Cato’s Project on Poverty and Inequality in California: Final Report

California has the largest economy of any state and a gross domestic product of almost $3 trillion. However, before the pandemic, 17.2 percent of the state population lived below the poverty level, the highest poverty rate in the nation. The Covid 19 pandemic has devastated California’s economy, and low-income and minority Californians have felt most of the impact. This report makes policy recommendations to reform laws, policies, and regulations that are barriers to economic participation concerning housing and homelessness, education, welfare, and the criminal justice system, including a call to curtail the use of fines and fees as a punishment.

You can read the full text here.

Key Findings:

  • California collected $1.4 billion in fines and fees from the criminal justice system in FY 2018-2019.
  • The base fine for adult felonies ranges from $300 to $10,000, $150 to $1,000 for misdemeanors, and $35 to $95 for traffic offenses. 
  • Administrative costs are high and inefficient; Los Angeles County spent $3.9 million to collect $3.4 million in fees.
  • The collection of criminal debt can add 40 percent or more in interest and processing fees.
  • In 2019, 4.2 million Californians had suspended driver’s licenses because they could not afford fines or fees or had not appeared for a citation.
  • Driving-related enforcement has opened the door to racial profiling and pretextual stops, particularly harming Californians who are poor.
  • San Francisco and the California Highway Patrol have curbed their pretextual stops after research suggests that they exacerbated racial disparities.


  • Decriminalize traffic infractions.
  • Curtail the use of fines and fees as punishment.

→ Dataset records
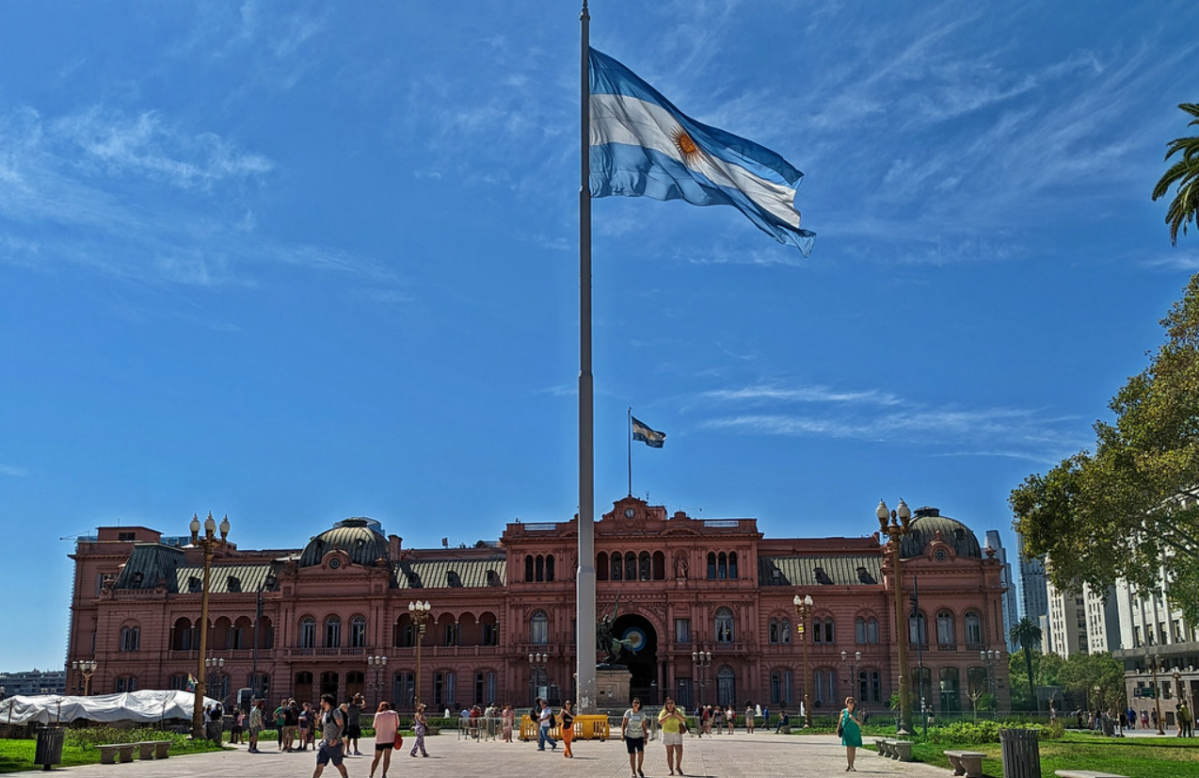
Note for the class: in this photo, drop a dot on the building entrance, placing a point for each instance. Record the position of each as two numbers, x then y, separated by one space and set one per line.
639 655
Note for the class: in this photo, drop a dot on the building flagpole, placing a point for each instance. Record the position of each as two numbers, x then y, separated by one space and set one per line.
585 585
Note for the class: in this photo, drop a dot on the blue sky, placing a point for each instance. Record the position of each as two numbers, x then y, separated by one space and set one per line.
301 261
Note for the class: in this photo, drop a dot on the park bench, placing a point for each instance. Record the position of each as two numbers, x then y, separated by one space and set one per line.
965 763
154 749
109 753
898 749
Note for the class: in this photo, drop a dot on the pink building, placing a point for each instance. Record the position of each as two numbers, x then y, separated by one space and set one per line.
501 625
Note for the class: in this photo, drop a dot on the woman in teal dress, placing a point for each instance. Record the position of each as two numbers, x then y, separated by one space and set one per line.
850 731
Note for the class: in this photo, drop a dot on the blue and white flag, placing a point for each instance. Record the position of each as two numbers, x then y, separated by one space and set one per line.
651 438
642 145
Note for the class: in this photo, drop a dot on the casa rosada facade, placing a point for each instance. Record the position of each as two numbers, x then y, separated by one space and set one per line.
333 616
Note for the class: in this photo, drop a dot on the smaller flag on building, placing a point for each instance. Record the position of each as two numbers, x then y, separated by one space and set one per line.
651 438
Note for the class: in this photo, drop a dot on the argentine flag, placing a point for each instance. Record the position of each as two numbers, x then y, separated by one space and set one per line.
642 145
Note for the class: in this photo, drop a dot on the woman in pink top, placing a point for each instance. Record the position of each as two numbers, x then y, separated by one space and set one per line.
386 724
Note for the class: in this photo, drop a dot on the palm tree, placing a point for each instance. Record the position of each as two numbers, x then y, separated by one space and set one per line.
1184 175
1028 635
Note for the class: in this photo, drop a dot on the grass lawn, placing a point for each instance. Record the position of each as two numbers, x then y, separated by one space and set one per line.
18 754
1137 757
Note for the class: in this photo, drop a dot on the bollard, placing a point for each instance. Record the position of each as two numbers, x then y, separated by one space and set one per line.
1020 753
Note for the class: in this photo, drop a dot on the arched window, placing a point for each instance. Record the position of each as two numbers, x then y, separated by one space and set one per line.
333 632
725 686
359 632
724 626
945 635
131 638
974 628
917 628
307 632
538 628
951 682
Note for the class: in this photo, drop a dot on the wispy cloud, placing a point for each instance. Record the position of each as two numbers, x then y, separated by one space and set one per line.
880 416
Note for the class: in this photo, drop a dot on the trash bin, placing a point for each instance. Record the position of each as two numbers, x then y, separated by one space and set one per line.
49 746
1020 753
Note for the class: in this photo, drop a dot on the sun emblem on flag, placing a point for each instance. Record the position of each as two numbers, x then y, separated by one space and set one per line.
685 144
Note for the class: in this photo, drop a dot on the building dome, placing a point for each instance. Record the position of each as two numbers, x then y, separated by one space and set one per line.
355 536
927 523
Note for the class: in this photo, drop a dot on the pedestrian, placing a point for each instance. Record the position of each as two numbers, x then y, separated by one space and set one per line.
850 731
255 724
633 729
420 725
332 724
354 724
386 725
544 721
507 721
566 727
673 724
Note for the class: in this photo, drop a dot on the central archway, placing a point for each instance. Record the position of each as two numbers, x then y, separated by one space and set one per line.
639 655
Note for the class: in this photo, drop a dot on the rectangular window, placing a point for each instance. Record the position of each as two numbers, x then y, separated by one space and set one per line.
682 629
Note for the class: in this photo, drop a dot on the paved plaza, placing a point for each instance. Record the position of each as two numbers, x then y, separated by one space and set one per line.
741 755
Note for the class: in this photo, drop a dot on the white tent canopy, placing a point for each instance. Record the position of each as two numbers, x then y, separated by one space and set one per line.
145 706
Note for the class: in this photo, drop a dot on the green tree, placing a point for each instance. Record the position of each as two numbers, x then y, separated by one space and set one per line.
1131 510
1184 176
1026 634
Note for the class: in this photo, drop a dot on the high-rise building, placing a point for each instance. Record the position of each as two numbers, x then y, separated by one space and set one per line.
1034 595
1011 607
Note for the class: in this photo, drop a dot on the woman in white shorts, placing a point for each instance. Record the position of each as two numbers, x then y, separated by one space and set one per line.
673 724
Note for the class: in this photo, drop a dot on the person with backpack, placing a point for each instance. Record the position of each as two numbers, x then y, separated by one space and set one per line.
332 724
849 727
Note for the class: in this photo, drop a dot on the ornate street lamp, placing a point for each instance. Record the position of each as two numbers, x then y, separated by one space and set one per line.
703 661
898 526
420 613
210 543
88 668
802 611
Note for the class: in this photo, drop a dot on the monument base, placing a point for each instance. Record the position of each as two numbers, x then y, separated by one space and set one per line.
613 685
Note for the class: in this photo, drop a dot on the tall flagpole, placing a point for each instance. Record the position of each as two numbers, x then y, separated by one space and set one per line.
585 586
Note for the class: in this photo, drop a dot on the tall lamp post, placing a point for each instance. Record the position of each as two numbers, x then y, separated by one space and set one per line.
703 661
378 663
898 525
210 543
1155 662
88 668
802 610
537 663
420 613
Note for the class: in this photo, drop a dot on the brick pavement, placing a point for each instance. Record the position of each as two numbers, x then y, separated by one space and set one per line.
741 755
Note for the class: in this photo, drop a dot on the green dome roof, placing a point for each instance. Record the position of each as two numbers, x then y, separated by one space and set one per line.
353 536
925 526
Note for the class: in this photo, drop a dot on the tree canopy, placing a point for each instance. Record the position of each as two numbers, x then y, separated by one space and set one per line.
1184 176
1130 510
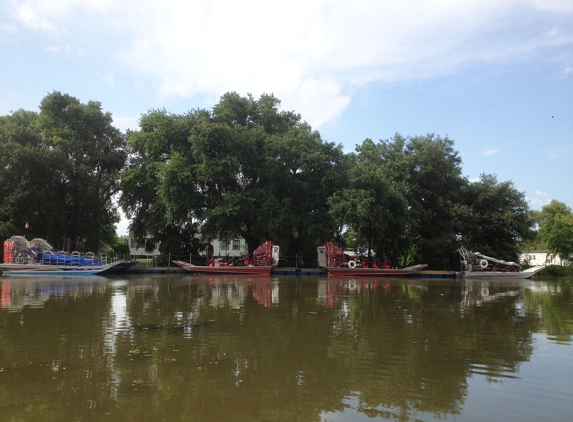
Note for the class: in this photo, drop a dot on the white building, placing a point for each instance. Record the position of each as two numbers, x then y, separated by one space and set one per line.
221 248
542 257
140 251
229 247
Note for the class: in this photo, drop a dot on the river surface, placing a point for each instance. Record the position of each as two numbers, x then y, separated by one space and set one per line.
193 348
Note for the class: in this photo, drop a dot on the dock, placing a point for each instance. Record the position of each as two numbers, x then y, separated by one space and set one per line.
292 271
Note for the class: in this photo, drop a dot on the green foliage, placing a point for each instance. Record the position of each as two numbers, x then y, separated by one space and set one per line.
245 169
158 166
496 218
556 228
59 169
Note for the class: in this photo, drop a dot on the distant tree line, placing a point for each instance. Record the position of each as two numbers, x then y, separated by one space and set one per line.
247 168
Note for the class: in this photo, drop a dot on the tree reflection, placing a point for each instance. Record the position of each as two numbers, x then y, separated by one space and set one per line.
231 348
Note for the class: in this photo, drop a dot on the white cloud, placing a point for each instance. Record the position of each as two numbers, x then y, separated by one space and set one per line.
8 27
539 199
311 55
126 122
59 49
490 152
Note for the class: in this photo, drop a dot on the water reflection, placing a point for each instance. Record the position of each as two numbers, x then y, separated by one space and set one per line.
272 348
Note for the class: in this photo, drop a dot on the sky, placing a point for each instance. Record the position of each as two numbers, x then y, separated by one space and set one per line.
495 76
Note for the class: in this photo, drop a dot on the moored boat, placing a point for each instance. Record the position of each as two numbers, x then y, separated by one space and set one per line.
337 263
262 262
37 257
474 265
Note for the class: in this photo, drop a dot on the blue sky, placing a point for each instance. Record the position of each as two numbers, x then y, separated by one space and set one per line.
496 76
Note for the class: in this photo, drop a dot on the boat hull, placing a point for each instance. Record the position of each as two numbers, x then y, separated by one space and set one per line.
57 270
373 272
517 275
233 269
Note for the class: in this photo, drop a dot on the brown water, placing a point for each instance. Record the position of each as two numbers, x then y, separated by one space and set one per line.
189 348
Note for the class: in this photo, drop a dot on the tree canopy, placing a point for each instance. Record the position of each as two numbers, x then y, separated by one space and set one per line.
59 171
247 168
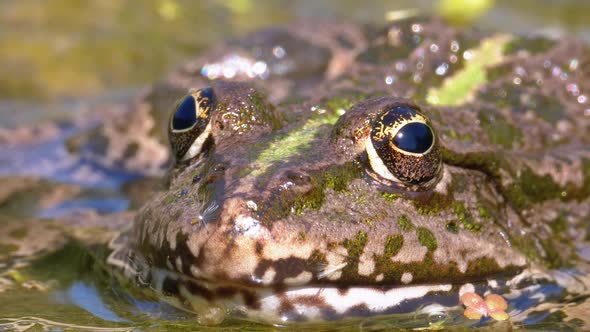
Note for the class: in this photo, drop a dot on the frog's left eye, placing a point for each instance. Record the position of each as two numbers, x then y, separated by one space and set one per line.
403 147
190 125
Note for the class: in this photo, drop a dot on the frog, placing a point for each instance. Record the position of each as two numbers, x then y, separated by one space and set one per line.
327 171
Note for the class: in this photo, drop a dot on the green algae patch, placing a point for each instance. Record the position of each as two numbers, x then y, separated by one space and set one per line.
404 222
433 204
282 202
530 188
499 130
390 197
355 248
463 84
393 244
466 218
426 238
7 249
532 45
291 144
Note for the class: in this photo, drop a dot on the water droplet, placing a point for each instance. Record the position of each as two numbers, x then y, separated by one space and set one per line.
547 64
279 52
573 89
573 64
520 71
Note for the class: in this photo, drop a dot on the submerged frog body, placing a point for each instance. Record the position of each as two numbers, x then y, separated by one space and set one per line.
358 171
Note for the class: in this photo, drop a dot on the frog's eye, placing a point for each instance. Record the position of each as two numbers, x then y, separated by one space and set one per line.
403 147
190 125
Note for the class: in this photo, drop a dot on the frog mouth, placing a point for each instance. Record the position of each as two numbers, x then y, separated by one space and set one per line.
279 305
297 303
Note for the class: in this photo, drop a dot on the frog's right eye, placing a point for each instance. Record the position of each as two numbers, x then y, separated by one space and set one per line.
403 148
190 124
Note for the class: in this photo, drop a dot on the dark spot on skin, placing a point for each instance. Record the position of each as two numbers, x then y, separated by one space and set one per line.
170 287
259 248
452 227
131 150
343 290
251 299
198 290
225 292
359 310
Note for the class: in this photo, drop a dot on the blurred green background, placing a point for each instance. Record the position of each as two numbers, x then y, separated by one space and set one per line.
50 50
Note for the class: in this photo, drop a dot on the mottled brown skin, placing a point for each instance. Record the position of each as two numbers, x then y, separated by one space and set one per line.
281 197
297 227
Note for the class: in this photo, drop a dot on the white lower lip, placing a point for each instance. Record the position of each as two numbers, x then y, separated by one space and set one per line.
197 145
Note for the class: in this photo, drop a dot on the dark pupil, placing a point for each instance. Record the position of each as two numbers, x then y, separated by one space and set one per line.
185 115
415 137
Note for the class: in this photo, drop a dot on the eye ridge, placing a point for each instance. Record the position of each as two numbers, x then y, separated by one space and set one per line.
193 107
190 124
402 147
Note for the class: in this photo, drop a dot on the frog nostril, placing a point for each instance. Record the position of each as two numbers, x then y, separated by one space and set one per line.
297 178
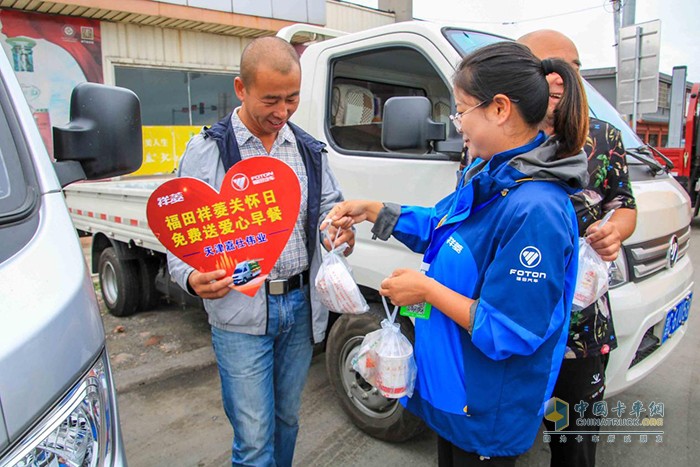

→ Activity list
1. Answer these questions from the California poverty report summary:
(a) What share of the state population lived below the poverty level before the pandemic?
(b) How much did Los Angeles County spend to collect $3.4 million in fees?
(c) How many Californians had suspended driver's licenses in 2019?
2. Based on the California poverty report summary, is each statement true? Answer yes or no, and quote the words from the summary that settle it.
(a) The base fine for a traffic offense can be as high as $1,000.
(b) California collected more than a billion dollars in criminal justice fines and fees in FY 2018-2019.
(c) San Francisco has increased its use of pretextual stops.
3. Return the part of the California poverty report summary that starts with the words containing "Cato’s Project on" and ends with "full text here.". Copy it word for word.

→ Expected responses
1.
(a) 17.2 percent
(b) $3.9 million
(c) 4.2 million

2.
(a) No: "$35 to $95 for traffic offenses"
(b) Yes: "California collected $1.4 billion in fines and fees from the criminal justice system in FY 2018-2019."
(c) No: "San Francisco and the California Highway Patrol have curbed their pretextual stops"

3.
Cato’s Project on Poverty and Inequality in California: Final Report

California has the largest economy of any state and a gross domestic product of almost $3 trillion. However, before the pandemic, 17.2 percent of the state population lived below the poverty level, the highest poverty rate in the nation. The Covid 19 pandemic has devastated California’s economy, and low-income and minority Californians have felt most of the impact. This report makes policy recommendations to reform laws, policies, and regulations that are barriers to economic participation concerning housing and homelessness, education, welfare, and the criminal justice system, including a call to curtail the use of fines and fees as a punishment.

You can read the full text here.